◆ **ASSIGNMENT**: After locating the line that holds "the blue hair", output it and all following lines word for word, stopping only at the end of the data.

◆ **INPUT FOR THIS TASK**:
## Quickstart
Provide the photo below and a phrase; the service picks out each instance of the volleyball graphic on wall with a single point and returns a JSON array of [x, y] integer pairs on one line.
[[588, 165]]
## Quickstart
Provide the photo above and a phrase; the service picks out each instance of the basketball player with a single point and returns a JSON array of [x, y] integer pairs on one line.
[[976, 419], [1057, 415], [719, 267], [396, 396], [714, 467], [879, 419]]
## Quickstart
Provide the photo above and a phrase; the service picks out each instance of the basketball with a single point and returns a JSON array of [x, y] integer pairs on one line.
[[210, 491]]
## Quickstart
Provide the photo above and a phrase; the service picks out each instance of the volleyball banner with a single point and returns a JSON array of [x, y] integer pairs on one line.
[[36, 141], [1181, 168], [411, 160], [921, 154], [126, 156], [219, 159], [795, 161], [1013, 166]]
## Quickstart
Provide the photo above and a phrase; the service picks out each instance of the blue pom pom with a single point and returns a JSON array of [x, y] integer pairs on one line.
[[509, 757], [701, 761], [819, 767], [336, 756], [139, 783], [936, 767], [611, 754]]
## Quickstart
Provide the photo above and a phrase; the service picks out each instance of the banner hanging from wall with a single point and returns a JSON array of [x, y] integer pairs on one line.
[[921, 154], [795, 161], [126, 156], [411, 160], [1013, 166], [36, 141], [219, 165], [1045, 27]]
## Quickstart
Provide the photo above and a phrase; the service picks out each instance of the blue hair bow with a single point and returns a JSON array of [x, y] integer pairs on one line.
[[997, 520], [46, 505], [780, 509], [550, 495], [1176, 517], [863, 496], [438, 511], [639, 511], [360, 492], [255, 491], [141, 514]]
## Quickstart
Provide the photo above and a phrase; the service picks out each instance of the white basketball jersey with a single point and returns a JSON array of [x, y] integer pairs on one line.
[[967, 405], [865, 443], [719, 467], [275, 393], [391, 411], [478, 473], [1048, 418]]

◆ **RESPONSE AREA**:
Provide the photo above and a phrase; the service picks out each instance of the blue hair bow with a single point and returns a JSON array of [x, y] integer pairs on one line.
[[997, 520], [46, 505], [780, 509], [550, 495], [1176, 517], [863, 496], [438, 511], [639, 511], [360, 492], [255, 491], [141, 514]]
## Quickstart
Provide the photo above and a phrase; the service picks out each instance of the white basketball jersey with a single point and returns a JSON array of [x, y] integer pairs on one line.
[[967, 405], [865, 443], [719, 467], [275, 393], [391, 411], [478, 473], [1048, 418]]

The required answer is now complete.